• **TASK REQUIREMENTS**
Determine how many lines below contain the word "water", then write that number by itself.

• **Image point grounding data**
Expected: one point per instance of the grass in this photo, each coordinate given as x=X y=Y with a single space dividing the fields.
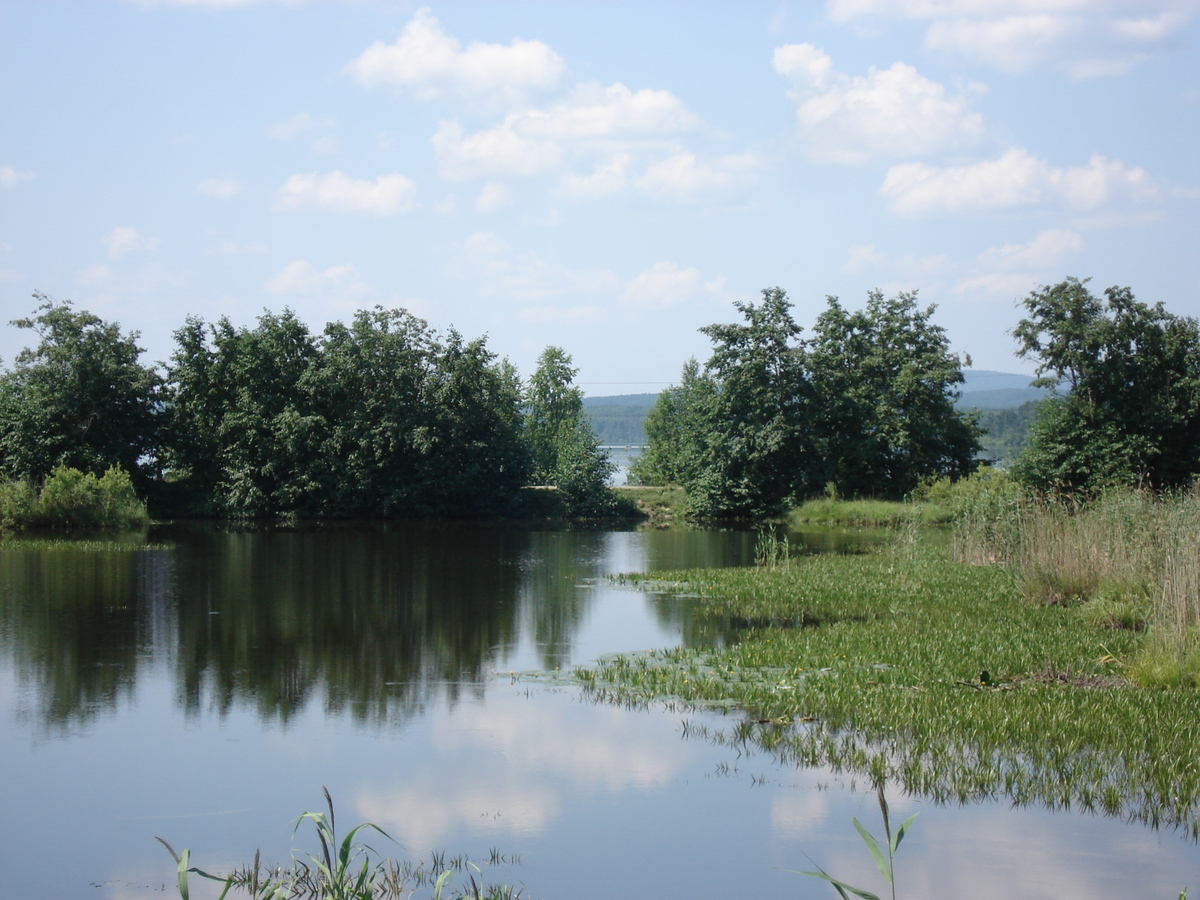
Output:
x=660 y=504
x=348 y=870
x=910 y=667
x=881 y=514
x=1131 y=559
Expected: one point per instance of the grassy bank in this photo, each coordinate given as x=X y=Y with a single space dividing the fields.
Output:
x=72 y=499
x=936 y=675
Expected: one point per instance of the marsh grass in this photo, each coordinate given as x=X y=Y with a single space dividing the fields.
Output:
x=71 y=498
x=933 y=675
x=347 y=869
x=881 y=514
x=1132 y=559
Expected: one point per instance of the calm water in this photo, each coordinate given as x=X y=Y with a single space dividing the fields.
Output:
x=205 y=691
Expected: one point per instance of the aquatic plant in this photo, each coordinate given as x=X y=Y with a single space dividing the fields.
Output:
x=934 y=676
x=347 y=870
x=886 y=864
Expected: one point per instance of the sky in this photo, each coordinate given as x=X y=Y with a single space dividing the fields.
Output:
x=601 y=177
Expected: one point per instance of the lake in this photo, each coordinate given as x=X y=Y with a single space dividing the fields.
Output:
x=204 y=683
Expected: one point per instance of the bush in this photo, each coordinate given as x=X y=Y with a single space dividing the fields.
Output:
x=71 y=498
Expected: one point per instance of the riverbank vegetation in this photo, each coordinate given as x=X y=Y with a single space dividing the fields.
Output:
x=957 y=681
x=70 y=498
x=379 y=418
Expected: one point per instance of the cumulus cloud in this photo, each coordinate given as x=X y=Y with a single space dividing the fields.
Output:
x=427 y=61
x=891 y=112
x=10 y=177
x=219 y=189
x=594 y=120
x=493 y=197
x=300 y=277
x=663 y=285
x=528 y=277
x=1045 y=251
x=607 y=178
x=123 y=240
x=684 y=175
x=496 y=151
x=1084 y=39
x=337 y=192
x=1015 y=179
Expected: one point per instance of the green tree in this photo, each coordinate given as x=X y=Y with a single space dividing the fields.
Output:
x=563 y=448
x=754 y=454
x=244 y=435
x=1132 y=412
x=78 y=399
x=886 y=384
x=676 y=431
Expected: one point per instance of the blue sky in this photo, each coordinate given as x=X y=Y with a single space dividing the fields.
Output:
x=603 y=177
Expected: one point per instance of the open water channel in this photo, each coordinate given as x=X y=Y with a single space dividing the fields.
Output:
x=205 y=687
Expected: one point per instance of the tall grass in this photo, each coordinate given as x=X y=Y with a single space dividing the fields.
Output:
x=71 y=498
x=1131 y=558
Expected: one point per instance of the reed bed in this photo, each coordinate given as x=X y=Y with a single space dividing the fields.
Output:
x=1131 y=559
x=940 y=676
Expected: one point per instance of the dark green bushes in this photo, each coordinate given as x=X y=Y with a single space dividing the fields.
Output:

• **SOLVED PROBLEM**
2